## EXTRACTED TEXT
# Opening Day, lots of opportunities, zero birds



## the_waterwolf (Feb 8, 2013)

Brief into, I am new to hunting in general, was introduced to waterfowl hunting 5 seasons ago and have been hooked ever since. As an affluent muskie fisherman since I was a kid, this outdoors event is dang near pushing the adrenaline rush of a large muskie hitting a figure 8 at boat side.

I have a reliable opening day spot, but today was just embarrassing with poor shooting. I have patterned my gun with both Winchester Super X steel #4 and Hevi Metal #4 which seems to be the equivalent of using a vintage G Loomis rod in my eyes. Both pattern roughly the same but the heavy metal does appear to retain velocity at further ranges, obviously. 

With the ammo shortage, and shame on me for not stocking up (another learning experience) the only ammo I could find was Federal Premium Black Cloud #4. It shot fine, never jammed up, no FTF or FTE. I shoot a Remington 870 26" barrel and have shot it for 8 years now. Yes I know I could upgrade, but I like this gun, it fits me well, and really I see no need to upgrade. I use the factory rem choke modified for both waterfowl and trap & skeet. 

My question, and dummy me for not finding time to pattern the gun as I unfortunately live in the city for work, but could this load honestly be that much different as for as point of impact shift? I'm not the best shot in the world , but I know there were three birds that should have dropped today.

Words of advice, criticism, additional questions for more info are welcome. After limiting out in less than ten minutes last opening day with my wife who now hunts with me regularly and is probably a more consistent **** than me it is truly a humbling moment. Just like muskies, once you think you have it figured out another curve ball is thrown.

Today was the first time that I shot with a water proof jacket on, typically I have always been in a t shirt and maybe a hoodie. I was conscience of eye down the the barrel. Any words of advice, idea, could it really have been my ammo? Am I an idiot? Off day? Anyway, it's always an adventure and it was a nice break from the concrete jungle.


----------



## joekacz (Sep 11, 2013)

## STORED ROWS
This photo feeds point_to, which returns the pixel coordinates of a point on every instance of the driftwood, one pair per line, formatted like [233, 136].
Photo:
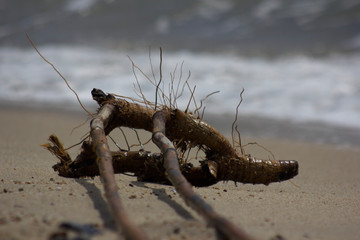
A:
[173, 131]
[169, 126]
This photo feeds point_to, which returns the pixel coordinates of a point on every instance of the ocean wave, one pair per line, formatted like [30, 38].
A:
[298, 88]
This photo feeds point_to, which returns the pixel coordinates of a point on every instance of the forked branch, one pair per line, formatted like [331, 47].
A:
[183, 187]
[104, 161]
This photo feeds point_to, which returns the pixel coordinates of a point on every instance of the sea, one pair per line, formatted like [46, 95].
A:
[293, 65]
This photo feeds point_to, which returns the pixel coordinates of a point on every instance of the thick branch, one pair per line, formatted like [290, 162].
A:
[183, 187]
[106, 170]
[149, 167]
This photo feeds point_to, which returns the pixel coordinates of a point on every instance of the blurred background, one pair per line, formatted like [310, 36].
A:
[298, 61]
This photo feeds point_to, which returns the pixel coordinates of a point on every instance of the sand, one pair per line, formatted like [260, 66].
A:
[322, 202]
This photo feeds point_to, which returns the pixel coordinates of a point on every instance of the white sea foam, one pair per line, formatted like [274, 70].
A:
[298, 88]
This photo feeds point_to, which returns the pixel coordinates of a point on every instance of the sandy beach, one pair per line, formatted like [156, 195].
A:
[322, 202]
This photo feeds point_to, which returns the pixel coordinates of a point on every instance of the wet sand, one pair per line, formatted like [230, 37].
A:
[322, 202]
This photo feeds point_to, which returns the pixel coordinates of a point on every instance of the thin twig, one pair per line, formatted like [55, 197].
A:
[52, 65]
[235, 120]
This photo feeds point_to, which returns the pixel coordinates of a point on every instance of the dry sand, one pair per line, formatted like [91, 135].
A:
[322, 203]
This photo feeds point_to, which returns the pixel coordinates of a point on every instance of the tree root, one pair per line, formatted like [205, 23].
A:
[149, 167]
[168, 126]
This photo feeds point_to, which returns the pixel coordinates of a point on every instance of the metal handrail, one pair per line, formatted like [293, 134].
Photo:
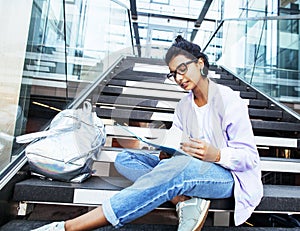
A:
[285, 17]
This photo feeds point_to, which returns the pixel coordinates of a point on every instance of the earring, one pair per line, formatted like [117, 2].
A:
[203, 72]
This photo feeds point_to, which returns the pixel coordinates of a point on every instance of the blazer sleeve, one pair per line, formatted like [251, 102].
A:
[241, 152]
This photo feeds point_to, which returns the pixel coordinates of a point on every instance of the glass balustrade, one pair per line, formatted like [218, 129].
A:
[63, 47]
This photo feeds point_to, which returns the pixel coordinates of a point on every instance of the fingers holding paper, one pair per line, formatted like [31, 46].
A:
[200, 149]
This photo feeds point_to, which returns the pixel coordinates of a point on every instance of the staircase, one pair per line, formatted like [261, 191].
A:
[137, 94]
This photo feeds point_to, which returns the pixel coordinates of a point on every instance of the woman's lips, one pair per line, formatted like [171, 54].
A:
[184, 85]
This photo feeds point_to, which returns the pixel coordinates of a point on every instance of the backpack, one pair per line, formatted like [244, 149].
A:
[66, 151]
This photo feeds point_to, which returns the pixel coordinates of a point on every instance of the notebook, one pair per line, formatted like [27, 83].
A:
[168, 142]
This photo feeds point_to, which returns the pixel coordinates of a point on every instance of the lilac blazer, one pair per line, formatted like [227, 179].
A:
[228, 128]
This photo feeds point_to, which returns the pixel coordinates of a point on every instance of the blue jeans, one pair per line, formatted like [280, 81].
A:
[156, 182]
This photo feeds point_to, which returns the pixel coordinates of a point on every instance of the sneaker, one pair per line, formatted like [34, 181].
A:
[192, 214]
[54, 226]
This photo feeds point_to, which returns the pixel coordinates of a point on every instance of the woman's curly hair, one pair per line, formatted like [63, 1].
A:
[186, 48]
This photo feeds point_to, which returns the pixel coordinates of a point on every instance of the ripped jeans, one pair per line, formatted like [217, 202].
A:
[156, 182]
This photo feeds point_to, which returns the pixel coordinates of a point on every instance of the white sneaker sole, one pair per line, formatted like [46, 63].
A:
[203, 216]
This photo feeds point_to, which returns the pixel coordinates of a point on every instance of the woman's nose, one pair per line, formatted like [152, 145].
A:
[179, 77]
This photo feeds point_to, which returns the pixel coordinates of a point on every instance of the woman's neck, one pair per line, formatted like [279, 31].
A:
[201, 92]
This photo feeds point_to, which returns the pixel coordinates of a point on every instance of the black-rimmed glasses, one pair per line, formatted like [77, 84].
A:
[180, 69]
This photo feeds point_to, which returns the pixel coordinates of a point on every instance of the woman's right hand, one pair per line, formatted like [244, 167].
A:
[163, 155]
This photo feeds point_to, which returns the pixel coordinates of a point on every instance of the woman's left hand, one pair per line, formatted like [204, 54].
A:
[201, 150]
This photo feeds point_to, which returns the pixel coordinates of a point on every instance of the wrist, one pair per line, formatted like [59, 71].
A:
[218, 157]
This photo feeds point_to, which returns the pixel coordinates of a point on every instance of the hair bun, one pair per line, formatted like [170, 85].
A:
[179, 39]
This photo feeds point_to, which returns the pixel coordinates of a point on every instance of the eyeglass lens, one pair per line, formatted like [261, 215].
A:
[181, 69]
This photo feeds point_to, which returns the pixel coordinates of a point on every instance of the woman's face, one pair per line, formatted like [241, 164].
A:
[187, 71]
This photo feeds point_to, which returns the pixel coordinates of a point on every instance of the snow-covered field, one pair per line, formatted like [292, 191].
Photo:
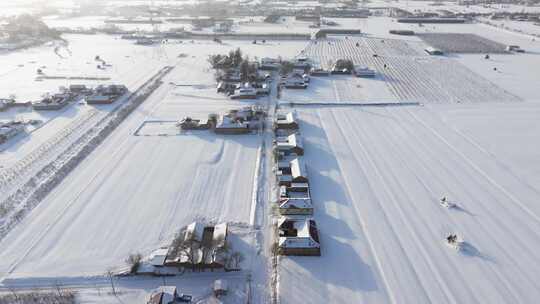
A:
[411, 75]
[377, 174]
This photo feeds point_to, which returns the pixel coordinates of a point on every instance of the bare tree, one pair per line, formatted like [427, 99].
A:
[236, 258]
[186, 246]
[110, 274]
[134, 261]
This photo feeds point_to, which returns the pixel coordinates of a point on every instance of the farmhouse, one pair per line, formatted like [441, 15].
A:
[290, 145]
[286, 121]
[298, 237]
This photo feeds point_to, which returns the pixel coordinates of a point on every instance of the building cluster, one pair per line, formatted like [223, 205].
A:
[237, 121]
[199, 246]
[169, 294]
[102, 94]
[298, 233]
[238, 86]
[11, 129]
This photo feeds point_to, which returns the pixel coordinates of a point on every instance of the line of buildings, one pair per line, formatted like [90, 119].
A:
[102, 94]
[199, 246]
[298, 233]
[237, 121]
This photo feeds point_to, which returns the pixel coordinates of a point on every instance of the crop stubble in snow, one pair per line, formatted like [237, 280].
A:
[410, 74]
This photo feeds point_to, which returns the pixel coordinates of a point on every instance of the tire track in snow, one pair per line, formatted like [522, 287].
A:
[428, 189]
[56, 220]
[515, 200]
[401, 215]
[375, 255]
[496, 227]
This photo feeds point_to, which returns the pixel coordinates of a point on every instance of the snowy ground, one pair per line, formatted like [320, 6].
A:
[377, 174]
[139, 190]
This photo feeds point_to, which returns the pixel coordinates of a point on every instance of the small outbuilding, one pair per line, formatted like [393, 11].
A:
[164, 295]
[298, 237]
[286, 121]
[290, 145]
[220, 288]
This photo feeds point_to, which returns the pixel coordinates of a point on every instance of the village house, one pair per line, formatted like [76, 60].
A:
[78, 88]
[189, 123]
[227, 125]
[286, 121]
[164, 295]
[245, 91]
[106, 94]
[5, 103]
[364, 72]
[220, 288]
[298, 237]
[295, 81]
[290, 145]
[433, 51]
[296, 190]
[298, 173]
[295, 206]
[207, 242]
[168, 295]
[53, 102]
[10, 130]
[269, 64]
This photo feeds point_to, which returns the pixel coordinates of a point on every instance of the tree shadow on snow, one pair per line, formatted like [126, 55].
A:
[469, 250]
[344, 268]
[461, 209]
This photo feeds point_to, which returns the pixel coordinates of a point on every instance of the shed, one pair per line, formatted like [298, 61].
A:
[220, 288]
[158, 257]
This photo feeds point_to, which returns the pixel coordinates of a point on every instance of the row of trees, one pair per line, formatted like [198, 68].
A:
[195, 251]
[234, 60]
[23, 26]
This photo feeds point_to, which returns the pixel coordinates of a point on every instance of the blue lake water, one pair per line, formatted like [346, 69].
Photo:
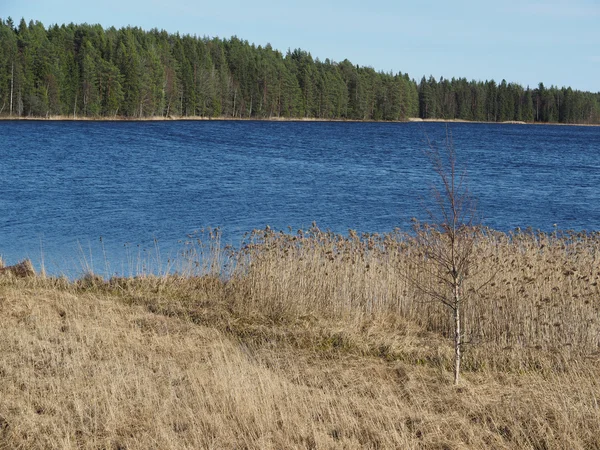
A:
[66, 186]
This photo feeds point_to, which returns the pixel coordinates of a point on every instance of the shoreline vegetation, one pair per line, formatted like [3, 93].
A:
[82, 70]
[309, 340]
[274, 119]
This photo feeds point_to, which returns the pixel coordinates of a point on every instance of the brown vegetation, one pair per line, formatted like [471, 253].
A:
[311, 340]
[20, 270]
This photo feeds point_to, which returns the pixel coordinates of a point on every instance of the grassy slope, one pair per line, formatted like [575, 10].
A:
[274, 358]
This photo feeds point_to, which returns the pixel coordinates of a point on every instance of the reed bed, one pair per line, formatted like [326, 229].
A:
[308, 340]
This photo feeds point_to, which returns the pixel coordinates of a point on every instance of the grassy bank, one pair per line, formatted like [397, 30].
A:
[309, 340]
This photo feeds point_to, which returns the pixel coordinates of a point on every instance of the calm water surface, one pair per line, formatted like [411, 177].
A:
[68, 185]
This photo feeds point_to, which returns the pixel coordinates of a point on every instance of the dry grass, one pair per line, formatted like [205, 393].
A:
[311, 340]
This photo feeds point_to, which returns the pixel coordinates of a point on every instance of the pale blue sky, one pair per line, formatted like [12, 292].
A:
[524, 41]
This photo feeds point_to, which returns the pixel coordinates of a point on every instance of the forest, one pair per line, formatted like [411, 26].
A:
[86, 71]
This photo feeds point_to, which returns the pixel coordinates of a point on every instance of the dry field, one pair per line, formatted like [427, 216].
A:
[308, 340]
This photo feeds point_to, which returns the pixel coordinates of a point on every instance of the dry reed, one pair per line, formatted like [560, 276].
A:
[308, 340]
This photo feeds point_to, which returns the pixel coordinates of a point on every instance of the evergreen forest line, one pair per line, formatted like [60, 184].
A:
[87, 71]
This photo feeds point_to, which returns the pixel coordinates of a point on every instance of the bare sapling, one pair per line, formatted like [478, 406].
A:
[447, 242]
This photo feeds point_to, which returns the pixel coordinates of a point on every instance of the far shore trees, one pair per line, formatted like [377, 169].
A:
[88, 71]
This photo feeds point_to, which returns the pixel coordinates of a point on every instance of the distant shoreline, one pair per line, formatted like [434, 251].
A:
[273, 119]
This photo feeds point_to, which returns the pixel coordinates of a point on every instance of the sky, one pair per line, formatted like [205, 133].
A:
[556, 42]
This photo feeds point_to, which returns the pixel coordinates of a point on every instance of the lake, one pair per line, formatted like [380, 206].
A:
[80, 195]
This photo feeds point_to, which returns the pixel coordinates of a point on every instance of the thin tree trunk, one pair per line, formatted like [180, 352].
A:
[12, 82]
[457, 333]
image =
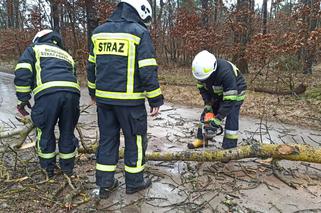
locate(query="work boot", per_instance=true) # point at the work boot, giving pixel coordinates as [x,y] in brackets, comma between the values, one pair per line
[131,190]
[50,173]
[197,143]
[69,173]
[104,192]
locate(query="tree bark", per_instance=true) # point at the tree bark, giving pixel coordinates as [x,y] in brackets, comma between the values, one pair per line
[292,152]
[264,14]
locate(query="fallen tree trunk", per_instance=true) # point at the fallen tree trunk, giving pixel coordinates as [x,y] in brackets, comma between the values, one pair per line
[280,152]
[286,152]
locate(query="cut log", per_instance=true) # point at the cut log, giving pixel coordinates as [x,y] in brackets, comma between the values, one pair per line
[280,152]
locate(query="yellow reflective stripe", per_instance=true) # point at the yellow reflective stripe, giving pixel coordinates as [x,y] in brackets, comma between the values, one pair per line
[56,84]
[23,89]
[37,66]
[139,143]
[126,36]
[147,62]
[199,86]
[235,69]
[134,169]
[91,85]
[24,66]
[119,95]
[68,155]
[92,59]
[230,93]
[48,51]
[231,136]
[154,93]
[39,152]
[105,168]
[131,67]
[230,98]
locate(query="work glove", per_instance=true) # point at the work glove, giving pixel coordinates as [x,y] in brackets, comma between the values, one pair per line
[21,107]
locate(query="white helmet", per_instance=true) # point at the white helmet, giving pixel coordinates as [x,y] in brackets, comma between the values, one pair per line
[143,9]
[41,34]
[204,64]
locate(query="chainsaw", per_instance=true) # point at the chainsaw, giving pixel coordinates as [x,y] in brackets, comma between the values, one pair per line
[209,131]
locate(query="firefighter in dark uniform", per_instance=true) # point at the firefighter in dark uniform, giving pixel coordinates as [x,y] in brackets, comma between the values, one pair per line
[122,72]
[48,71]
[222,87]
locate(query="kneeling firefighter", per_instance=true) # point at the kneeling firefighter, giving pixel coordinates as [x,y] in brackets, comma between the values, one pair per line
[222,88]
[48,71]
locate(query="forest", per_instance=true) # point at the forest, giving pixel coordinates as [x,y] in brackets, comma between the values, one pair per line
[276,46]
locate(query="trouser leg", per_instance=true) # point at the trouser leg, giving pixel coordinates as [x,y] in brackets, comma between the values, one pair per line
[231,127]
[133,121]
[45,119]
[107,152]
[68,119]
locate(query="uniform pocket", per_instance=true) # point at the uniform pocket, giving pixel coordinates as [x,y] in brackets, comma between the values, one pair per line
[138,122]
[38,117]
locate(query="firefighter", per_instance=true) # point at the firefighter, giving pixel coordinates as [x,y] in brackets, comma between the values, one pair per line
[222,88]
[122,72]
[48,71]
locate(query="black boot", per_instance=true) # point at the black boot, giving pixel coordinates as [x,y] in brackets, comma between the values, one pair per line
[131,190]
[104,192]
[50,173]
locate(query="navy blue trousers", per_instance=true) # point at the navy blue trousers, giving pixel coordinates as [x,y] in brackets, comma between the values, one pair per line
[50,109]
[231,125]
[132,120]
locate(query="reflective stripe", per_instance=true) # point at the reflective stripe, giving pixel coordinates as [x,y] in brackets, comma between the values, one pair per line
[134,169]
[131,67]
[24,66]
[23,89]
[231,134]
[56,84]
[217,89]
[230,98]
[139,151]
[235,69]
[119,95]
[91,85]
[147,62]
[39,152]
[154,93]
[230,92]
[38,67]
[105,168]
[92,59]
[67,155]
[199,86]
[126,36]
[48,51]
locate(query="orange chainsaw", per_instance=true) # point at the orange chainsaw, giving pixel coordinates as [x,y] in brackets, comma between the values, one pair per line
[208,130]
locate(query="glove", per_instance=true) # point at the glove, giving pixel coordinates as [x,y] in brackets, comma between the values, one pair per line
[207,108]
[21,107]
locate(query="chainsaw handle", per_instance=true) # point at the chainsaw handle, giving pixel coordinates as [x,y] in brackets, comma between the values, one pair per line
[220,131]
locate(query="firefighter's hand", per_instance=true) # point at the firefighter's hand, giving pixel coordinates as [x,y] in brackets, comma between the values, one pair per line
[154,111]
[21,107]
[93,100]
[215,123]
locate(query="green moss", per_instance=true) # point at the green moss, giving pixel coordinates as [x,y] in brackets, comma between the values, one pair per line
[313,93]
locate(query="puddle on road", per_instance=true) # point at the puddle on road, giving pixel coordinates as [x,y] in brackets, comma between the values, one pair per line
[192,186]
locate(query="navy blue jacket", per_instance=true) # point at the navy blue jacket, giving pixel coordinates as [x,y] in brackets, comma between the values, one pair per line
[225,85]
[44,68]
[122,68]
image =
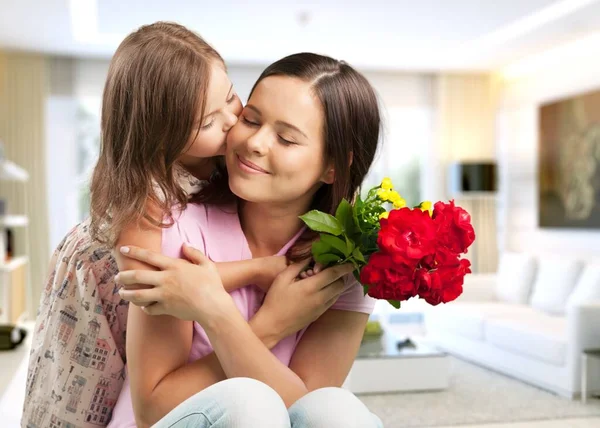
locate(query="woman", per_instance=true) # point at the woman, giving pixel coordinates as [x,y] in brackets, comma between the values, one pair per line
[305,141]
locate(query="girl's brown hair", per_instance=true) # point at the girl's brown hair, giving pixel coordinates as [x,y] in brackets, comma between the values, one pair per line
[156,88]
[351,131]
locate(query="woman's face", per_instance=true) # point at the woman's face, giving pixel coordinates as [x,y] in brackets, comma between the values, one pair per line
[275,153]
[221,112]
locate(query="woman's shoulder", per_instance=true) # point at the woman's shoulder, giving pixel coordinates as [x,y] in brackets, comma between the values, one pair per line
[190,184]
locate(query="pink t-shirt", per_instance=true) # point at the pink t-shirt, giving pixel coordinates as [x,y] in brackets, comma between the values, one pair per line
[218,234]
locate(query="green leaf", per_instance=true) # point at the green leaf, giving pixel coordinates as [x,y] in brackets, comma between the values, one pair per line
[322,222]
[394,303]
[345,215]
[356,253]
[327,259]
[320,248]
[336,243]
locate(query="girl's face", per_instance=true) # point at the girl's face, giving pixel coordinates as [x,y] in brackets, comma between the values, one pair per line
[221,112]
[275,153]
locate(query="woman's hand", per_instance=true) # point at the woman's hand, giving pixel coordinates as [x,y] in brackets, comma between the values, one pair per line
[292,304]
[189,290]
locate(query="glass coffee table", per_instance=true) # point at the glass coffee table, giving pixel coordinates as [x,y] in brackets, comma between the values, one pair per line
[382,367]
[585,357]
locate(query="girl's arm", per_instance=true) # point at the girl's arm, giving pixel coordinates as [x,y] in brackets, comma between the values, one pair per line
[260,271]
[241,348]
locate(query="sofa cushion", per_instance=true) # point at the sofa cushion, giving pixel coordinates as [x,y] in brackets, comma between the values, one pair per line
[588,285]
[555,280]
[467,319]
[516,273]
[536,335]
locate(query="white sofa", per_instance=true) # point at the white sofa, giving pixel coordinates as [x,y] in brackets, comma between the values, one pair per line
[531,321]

## TO DO
a – Repeat word for word the stretch of the waterfowl hunting thread from "Words of advice, criticism, additional" through "ball is thrown.".
b – According to the waterfowl hunting thread, why did the poster use Federal Premium Black Cloud #4 on opening day?
The records are separate material, unrelated to the waterfowl hunting thread.

## EXERCISE ANSWERS
a –
Words of advice, criticism, additional questions for more info are welcome. After limiting out in less than ten minutes last opening day with my wife who now hunts with me regularly and is probably a more consistent **** than me it is truly a humbling moment. Just like muskies, once you think you have it figured out another curve ball is thrown.

b – Because of the ammo shortage, and since the poster had not stocked up, Federal Premium Black Cloud #4 was the only ammo the poster could find.